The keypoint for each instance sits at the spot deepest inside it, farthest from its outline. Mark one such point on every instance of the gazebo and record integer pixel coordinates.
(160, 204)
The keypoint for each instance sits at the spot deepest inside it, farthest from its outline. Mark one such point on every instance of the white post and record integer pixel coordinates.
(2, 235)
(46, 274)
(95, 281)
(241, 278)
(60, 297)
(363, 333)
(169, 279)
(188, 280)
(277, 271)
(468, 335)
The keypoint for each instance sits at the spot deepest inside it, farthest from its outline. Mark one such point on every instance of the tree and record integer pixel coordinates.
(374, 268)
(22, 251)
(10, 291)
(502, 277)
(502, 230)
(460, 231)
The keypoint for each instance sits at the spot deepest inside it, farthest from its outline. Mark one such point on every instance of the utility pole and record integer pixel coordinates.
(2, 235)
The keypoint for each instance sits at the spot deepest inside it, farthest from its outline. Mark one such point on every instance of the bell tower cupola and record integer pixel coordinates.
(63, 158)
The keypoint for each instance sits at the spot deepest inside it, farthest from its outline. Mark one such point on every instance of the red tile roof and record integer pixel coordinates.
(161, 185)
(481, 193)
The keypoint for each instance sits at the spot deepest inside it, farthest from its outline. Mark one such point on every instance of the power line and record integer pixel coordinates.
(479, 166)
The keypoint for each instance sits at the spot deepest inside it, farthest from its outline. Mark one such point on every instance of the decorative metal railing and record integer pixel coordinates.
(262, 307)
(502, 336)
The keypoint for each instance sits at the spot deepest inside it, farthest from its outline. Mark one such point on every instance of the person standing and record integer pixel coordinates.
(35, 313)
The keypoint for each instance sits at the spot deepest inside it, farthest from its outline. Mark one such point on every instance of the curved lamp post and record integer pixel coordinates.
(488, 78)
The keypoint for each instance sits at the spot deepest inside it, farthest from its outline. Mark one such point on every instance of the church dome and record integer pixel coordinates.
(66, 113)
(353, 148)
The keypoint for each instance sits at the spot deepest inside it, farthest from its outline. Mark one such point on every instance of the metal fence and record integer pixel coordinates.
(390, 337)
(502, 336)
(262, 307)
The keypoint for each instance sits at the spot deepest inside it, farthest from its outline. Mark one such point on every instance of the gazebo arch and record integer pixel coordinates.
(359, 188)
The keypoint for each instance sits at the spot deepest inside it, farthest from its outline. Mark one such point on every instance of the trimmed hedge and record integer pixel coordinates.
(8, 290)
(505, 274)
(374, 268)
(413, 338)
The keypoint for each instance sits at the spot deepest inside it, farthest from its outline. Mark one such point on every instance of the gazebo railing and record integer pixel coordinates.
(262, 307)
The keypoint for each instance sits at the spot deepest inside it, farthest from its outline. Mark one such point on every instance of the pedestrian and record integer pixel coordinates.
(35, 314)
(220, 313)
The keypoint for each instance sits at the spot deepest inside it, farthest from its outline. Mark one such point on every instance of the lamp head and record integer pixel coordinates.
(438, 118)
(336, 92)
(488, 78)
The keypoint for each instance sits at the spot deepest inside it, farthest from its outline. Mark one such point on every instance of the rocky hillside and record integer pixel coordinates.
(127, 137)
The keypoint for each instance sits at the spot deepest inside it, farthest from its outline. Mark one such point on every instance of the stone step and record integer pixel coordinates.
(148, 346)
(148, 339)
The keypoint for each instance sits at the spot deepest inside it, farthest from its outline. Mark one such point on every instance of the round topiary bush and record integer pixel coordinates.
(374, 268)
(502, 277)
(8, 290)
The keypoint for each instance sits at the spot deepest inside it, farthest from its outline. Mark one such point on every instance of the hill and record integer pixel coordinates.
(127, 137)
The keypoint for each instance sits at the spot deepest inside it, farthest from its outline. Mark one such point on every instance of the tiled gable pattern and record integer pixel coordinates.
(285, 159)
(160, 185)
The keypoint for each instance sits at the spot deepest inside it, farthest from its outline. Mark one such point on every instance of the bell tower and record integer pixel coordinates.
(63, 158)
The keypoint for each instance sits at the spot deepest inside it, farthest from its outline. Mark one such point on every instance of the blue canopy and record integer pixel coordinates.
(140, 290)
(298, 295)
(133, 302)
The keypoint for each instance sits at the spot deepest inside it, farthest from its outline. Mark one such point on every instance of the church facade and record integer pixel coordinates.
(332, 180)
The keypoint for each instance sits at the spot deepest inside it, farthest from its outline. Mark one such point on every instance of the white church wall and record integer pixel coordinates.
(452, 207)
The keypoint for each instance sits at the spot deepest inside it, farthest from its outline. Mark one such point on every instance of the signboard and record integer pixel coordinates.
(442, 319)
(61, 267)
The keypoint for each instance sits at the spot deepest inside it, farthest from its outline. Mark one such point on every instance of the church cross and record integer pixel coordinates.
....
_EXERCISE AIM_
All the data must be duplicated exactly, with nothing added or removed.

_RESPONSE FOR THIS EXERCISE_
The keypoint for each instance sits at the spot deepest inside it, farthest from its outline. Mark one such point on every instance of the gazebo and record integer pixel coordinates.
(160, 204)
The keypoint for each instance sits at the spot deepest inside it, farthest from its outline. Mark one such point on every instance of the white post and record integer pixel coordinates.
(2, 235)
(46, 274)
(95, 281)
(241, 278)
(60, 297)
(363, 333)
(169, 279)
(188, 280)
(277, 271)
(468, 335)
The keypoint for each instance sits at the spot deepest inside it, farthest from its outline. Mark one such point on every instance of the tree and record integer pixel coordinates.
(374, 268)
(22, 251)
(10, 291)
(502, 277)
(502, 230)
(460, 231)
The keypoint for each instance sits at the spot deepest inside it, farthest from its outline. Mark one such point on every instance of the utility pole and record integer pixel coordinates.
(2, 235)
The keypoint for each instance sits at the spot deepest inside it, farthest from its outline. Mark one such point on every instance of the bell tower cupola and record integer pixel coordinates.
(63, 158)
The keypoint for each instance sits at the spot deepest inside it, farthest from its outline. Mark one such point on every instance of the red tile roof and record integer pixel coordinates.
(161, 185)
(481, 193)
The keypoint for each instance sits at the spot deepest inside it, farthest from its outline. Mark one such point on every instance of the power line and record integer pixel coordinates.
(479, 166)
The keypoint for each instance sits at the spot deepest inside it, farthest from its outline. Mark one such point on every instance of the decorative metal railing and record integer pixel coordinates.
(262, 307)
(502, 336)
The keypoint for each instance sits at the spot deepest inside it, farthest from its outline. Mark one such point on every instance of the person standing and record integer pixel coordinates.
(35, 313)
The keypoint for each instance sits at the spot deepest inside it, farthest from its outline. Mark one such point on every instance of the curved lamp post and record integer pixel coordinates.
(488, 78)
The keypoint for each instance sits at the spot deepest inside it, farthest from its outline. Mark one such point on every instance of the church dome and record integer pixel coordinates.
(66, 113)
(353, 148)
The keypoint for each instance sits at the spot deepest inside it, farthest from its outline. Mark one such point on every instance of the metal fence and record integer pixel coordinates.
(390, 337)
(502, 336)
(262, 307)
The keypoint for each instance sits at the spot deepest inside it, farthest from its outline. Mark one such point on every instance of the gazebo arch and record integer pixel coordinates.
(359, 188)
The keypoint for each instance sits at the spot deepest inside it, farthest from its outline. Mark one such point on every instance of the trimmed hedge and record integer pixel coordinates.
(8, 290)
(505, 274)
(374, 268)
(413, 338)
The keypoint for each instance sits at the spot deepest inside it, farthest from its outline. Mark one such point on every instance of the gazebo railing and record integer pixel coordinates.
(262, 307)
The keypoint for each instance sits at the spot deepest inside it, farthest from its outline. Mark one such point on every instance of the pedestrian and record integer pixel coordinates.
(35, 314)
(220, 313)
The keypoint for each instance sits at the spot deepest inside it, farthest from its outline. Mark one such point on every instance of the lamp head and record integer pixel coordinates.
(438, 118)
(336, 92)
(488, 78)
The keypoint for each instance sits at the spot deepest inside it, farthest from its outline. Mark one such point on every instance of the rocky hillside and record integer pixel coordinates.
(127, 137)
The keypoint for each instance sits at the spot deepest inside it, farthest from its outline. Mark one such point on every instance of the stone step and record integer pixel coordinates.
(148, 346)
(148, 339)
The keypoint for each instance sits at the spot deepest inside it, farthest from its outline. Mark one such point on every instance of the round topiary bush and record integer pixel coordinates.
(374, 268)
(502, 277)
(8, 290)
The keypoint for each instance sits at the spot deepest inside it, farthest from its outline. Mark one such point on every instance of the hill and record integer pixel coordinates.
(127, 137)
The keypoint for each instance sits at the spot deepest inside it, farthest from its outline. Mark one such point on every instance of the tiled gable pattern and record integer pixel coordinates.
(285, 159)
(160, 185)
The keypoint for each instance sits at the spot deepest inside it, farthest from its outline. Mark one such point on every instance of the bell tower and record integer pixel coordinates.
(63, 158)
The keypoint for each instance sits at the spot deepest inside it, farthest from its outline. Mark one such point on every instance of the blue canopy and record integer pixel coordinates.
(140, 290)
(298, 295)
(133, 302)
The keypoint for each instance sits at the spot deepest inside it, farthest from its outline. Mark one such point on every instance of the church facade and record integer pixel coordinates.
(332, 180)
The keypoint for each instance sits at the spot deepest inside it, farthest from its outline. Mark one such point on every instance of the white church wall and record integer pixel coordinates.
(452, 207)
The keypoint for each instance sits at the spot deepest inside it, farthest from its outline. Mark one such point on every instance of the signboard and record integer pixel coordinates.
(442, 319)
(61, 267)
The keypoint for each instance sits at the spot deepest inside it, farthest from its outline. Mark one such point on every instance of the church cross and record integer pixel coordinates.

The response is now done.